* **Given text**:
2000 Pavie, St-Emilion (nicked labels)

SKU #1270877 100 points Jeb Dunnuck

 Showing some maturity, the 2000 Pavie is about as sexy and opulent as Bordeaux gets. Blackcurrants, blackberries, toasted spice, truffle, and awesome minerality all emerge from this behemoth of a wine. From a magical terroir of steep limestone slopes and made from 60% Merlot, 30% Cabernet Franc and the rest Cabernet Sauvignon, it offers incredible depth and richness, yet stays elegant, light on its feet, and graceful. It’s an extraordinary, singular wine.  (8/2018)

100 points Robert Parker's Wine Advocate

 Just beginning to come around and strut its enormous potential, this wine at age 15 has been evolving like a glacier. The wine has an inky, opaque, plum/purple color and a stunningly rich nose of mulberries, bramble berries, blackberries, licorice and incense as well as touches of toast and graphite. Fabulously concentrated and full-bodied, with a multidimensional mouthfeel, this profound Pavie is in mid-adolescence. It should evolve and continue to drink well for at least another 30-40 years. This is clearly the first compelling effort made by the Perse family. (RP)  (8/2015)

97 points Vinous

 The 2000 Pavie has actually been tasted twice within several days, the first bottle shows a little more warmth than the second. Like other vintages it is matured in 200% new wood. It is slightly deeper in colour than the 1998. It has a showstopper of a nose: blackberry, crème de cassis and violets, a little more mineralité than the 1998. The palate is full-bodied with a disarming silkiness, layers of cassis and black cherry-driven fruit, very fine tannin and stunning purity. Does it express the terroir as well as say the 2015 Pavie? That is a question for debate, although you cannot argue that this is a great Pavie. Tasted at Berry Brothers & Rudd Pavie dinner. (NM)  (7/2018)

* **Material**:
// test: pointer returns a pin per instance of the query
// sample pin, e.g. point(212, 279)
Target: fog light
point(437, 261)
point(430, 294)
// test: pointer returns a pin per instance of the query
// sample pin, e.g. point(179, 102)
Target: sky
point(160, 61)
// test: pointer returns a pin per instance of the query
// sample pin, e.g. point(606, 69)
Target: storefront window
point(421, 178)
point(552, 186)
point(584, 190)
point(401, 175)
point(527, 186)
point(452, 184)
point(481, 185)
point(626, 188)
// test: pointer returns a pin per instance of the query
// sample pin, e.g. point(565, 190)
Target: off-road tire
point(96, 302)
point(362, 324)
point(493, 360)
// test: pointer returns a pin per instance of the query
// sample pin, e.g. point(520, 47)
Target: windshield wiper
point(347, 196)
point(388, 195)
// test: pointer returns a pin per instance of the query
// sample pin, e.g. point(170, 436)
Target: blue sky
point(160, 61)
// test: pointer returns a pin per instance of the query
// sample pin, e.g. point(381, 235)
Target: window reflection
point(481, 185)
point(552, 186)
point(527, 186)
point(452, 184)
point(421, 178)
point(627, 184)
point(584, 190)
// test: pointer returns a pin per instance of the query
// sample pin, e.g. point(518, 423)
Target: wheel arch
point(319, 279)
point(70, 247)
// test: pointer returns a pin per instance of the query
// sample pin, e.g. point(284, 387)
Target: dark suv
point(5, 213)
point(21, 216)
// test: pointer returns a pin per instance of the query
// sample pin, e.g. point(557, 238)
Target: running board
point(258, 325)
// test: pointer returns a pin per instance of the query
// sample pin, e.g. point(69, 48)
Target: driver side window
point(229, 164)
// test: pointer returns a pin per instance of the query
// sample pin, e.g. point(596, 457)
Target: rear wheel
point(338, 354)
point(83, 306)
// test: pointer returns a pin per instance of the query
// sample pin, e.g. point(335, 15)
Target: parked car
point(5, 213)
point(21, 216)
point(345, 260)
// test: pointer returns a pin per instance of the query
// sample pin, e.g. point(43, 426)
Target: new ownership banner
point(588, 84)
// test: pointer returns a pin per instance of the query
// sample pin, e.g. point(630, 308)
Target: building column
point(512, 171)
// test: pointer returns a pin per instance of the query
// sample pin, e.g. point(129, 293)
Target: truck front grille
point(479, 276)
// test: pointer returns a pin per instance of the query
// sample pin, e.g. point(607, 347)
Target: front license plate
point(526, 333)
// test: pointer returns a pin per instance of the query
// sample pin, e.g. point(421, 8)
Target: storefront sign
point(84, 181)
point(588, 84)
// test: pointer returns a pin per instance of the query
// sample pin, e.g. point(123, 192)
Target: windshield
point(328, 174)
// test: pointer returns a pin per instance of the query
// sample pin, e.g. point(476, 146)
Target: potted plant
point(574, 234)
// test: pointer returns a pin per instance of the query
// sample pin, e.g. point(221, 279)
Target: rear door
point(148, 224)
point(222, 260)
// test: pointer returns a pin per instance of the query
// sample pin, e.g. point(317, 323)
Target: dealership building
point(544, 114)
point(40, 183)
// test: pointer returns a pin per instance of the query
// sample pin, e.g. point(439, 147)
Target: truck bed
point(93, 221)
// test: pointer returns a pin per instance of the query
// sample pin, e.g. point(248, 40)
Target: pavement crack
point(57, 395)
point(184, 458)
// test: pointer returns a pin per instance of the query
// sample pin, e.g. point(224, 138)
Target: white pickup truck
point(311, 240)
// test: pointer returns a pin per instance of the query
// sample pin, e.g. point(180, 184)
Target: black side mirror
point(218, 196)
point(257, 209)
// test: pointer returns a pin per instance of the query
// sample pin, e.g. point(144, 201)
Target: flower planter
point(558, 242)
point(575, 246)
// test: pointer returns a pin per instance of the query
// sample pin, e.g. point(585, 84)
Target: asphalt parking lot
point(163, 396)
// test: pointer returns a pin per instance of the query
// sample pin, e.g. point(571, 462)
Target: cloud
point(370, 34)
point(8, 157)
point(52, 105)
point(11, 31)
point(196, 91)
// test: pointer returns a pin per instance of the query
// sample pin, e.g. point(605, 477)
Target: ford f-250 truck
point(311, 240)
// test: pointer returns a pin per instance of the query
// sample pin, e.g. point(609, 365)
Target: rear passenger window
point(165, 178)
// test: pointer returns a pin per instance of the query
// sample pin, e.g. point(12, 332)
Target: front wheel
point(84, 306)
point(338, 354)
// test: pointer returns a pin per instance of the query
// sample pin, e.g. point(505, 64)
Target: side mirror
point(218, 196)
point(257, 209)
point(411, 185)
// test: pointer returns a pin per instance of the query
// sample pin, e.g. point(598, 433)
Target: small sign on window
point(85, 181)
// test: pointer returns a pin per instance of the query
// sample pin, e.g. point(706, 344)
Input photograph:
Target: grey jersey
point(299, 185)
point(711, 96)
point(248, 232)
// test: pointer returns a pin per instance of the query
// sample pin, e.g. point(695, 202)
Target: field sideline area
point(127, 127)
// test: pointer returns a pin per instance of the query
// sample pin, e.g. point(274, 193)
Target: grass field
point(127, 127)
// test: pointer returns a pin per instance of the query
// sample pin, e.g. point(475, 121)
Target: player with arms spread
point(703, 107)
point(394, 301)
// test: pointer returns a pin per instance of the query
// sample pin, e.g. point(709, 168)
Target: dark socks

* **Exercise A**: In the 2000 Pavie wine reviews, at what event was the Vinous tasting held?
* **Exercise B**: Extend the 2000 Pavie wine reviews past their final sentence.

* **Written reply A**: The Vinous tasting was held at a Berry Brothers & Rudd Pavie dinner.

* **Written reply B**:
97 points Wine Spectator

 Beautiful and on point now, with a cascade of gently steeped blackberry, boysenberry and raspberry fruit flavors that are showing some secondary notes, all followed by singed alder, dried anise, tobacco and black tea accents. Features a mineral lining on the finish, along with a long sanguine echo. Presents a mature edge, but this is racy and fresh, with hints of menthol and bay leaf.--Non-blind Pavie vertical (March 2017). Drink now through 2035. (JM, Web Only-2017)

95 points James Suckling

 Very ripe and powerful with spice, meat and walnut character. Full-bodied, deep and layered. Flamboyant and decadent. Long and flavorful finish. Drink now or hold.  (5/2018)

95 points Stephen Tanzer's International Wine Cellar

 Good full medium ruby. Knockout nose of blackberry, espresso, licorice, minerals and burnished oak; offers terrific verve and clarity for a wine so ripe and rich. Then extremely youthful on the palate, with tightly wound flavors and great inner-mouth energy. (ST)  (5/2003)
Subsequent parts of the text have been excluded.